REQUEST: Could you recast only the part of the data below that begins at the line containing "to locate table" and stops after the line containing "to locate floating" as a numbered list, skipping any blank lines?

RECORDS SHOWN:
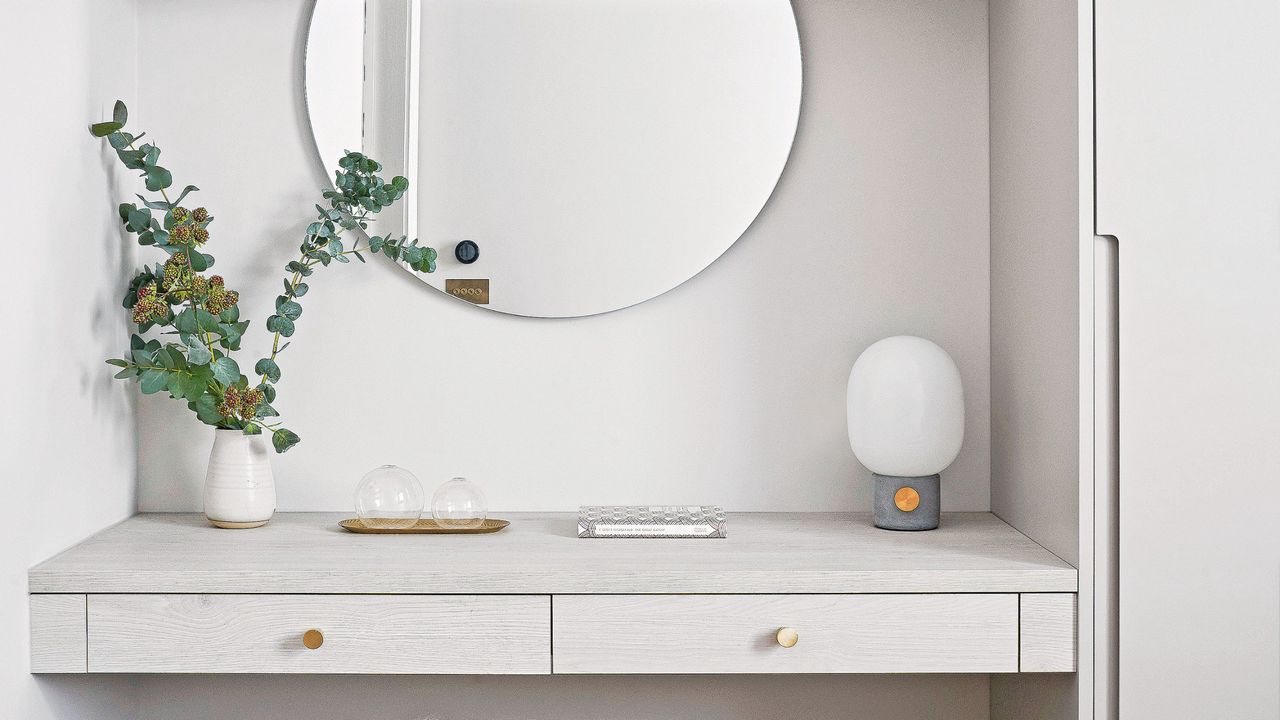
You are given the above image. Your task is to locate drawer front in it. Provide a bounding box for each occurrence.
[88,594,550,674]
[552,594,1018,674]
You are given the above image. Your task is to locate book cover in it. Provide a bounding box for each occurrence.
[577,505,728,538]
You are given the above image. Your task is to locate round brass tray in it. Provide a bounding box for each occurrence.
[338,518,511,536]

* * *

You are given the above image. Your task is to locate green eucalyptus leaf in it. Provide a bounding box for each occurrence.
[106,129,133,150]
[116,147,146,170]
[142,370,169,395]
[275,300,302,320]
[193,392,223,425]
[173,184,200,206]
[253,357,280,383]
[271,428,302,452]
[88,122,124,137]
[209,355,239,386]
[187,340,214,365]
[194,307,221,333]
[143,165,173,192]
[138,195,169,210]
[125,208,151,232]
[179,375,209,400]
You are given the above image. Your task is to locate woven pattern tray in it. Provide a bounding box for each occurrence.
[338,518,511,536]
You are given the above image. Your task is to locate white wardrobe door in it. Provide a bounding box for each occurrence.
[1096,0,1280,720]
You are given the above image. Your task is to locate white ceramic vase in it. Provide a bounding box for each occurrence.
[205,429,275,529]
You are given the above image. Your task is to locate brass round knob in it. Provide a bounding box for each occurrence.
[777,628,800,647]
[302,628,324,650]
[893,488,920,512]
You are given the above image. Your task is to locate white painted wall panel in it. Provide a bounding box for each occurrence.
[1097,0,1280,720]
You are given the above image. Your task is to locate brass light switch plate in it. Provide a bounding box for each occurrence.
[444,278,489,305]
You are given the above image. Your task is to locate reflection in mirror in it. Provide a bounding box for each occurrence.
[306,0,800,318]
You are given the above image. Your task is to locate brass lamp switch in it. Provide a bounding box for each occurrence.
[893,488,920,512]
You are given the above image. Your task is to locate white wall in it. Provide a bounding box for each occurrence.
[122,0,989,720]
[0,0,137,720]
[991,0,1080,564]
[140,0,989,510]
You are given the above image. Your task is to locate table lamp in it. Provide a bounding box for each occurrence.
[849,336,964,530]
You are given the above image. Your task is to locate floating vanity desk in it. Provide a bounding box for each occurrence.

---

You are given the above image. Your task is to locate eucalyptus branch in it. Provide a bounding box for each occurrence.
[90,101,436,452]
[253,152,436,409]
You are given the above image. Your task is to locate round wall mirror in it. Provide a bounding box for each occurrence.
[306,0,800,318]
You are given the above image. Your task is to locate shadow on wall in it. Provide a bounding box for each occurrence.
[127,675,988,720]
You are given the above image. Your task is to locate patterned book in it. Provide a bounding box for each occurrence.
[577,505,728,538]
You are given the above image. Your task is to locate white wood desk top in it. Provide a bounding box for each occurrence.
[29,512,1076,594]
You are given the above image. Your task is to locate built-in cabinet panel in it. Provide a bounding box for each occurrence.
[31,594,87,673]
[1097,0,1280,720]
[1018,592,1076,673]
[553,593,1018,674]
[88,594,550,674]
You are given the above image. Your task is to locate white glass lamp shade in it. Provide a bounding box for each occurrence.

RESULT BELOW:
1. You are given the above image. Your task is to locate table lamp in it. Provide a bounding box for each occurrence.
2. [849,336,964,530]
3. You are given the above image. Your task is to locate floating vanity desk in it. Provide a bounding box for each occurrence.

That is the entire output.